__STATED GOAL__
Make an exact copy of all the records.

Object location annotation data

================================

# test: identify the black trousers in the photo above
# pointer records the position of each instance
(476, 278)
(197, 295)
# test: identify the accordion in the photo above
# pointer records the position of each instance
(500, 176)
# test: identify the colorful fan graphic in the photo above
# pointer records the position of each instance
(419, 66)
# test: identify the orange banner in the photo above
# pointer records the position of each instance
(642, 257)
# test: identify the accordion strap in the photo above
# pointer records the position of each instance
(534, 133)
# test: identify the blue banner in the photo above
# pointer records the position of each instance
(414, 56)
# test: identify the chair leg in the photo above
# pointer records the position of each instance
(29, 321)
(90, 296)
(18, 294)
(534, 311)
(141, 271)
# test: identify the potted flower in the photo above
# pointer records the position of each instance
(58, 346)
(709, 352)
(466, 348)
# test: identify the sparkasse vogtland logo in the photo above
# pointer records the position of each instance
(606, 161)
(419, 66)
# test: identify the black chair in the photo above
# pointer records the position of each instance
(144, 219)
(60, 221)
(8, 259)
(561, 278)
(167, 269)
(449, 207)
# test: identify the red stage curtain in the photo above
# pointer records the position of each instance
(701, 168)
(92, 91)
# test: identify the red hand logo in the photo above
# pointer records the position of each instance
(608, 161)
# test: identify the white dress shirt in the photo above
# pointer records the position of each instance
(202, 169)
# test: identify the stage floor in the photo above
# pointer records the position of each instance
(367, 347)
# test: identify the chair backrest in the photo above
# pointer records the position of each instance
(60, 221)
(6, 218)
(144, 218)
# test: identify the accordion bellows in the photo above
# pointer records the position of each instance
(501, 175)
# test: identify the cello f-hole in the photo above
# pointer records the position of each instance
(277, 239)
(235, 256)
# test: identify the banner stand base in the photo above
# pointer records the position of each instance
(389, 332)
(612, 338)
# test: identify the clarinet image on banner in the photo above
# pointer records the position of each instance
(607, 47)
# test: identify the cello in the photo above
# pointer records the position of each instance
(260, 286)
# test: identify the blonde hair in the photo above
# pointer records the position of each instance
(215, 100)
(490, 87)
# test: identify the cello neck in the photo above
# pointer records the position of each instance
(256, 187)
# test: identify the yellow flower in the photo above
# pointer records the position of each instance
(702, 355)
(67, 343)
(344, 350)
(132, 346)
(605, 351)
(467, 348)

================================

__FINISHED EXERCISE__
# test: identify the black trousers in the photo above
# pointer records the position of each instance
(476, 278)
(197, 295)
# test: identify the accordion in the photo above
# pointer records the position of each instance
(500, 176)
# test: identify the colorful fan graphic in the photo above
# pointer records the position of each instance
(419, 66)
# test: identify the orange banner in the photo above
# pointer records the position of each instance
(642, 257)
# test: identify the accordion strap in the photo above
# pointer records the position of each instance
(534, 133)
# test: identify the blue banner in the photo above
# pointer records the position of each instance
(414, 56)
# test: identify the chair leg in the photo above
# pointer records the position of each instance
(29, 321)
(90, 296)
(18, 294)
(534, 311)
(141, 271)
# test: identify the potted flower in the photo above
# pointer records the position of each instance
(58, 346)
(709, 352)
(466, 348)
# test: identify the sparkasse vogtland logo in the photo above
# pointer records the position of each instance
(606, 161)
(419, 66)
# test: identify the black chair in the photo above
# pointer records the position of each instance
(144, 219)
(60, 221)
(8, 259)
(561, 278)
(167, 269)
(449, 207)
# test: identify the red stage curtain in the photo above
# pointer records the position of each instance
(701, 168)
(92, 91)
# test: identify the red hand logo in the photo above
# pointer records the position of each instance
(608, 161)
# test: identify the white dress shirt in the photo above
# pointer records the position of each instance
(202, 169)
# test: identify the stage floor in the photo above
# pointer records the position of each instance
(367, 347)
# test: identify the chair backrest in the photo above
# pointer records the position of each instance
(60, 221)
(6, 218)
(144, 218)
# test: identify the accordion bellows in the photo above
# pointer records the position of each instance
(501, 175)
# test: identify the cello f-hole in the photo above
# pointer records the position of each instance
(277, 239)
(235, 256)
# test: identify the banner stand base in the photo above
# pointer records the position of each instance
(389, 332)
(612, 338)
# test: identify the clarinet image on banner in the photo above
# pointer records the position of each instance
(607, 47)
# test: identify the cello in the photo above
# pointer records the position of each instance
(260, 286)
# test: identify the blonde hair in the photo above
# pointer records the position of each instance
(215, 100)
(490, 87)
# test: identify the cello neck in the photo above
# pointer records the position of each instance
(256, 187)
# test: identify the yellow flower in the photo above
# pointer records the position of each instance
(702, 355)
(67, 343)
(344, 350)
(132, 346)
(605, 351)
(467, 348)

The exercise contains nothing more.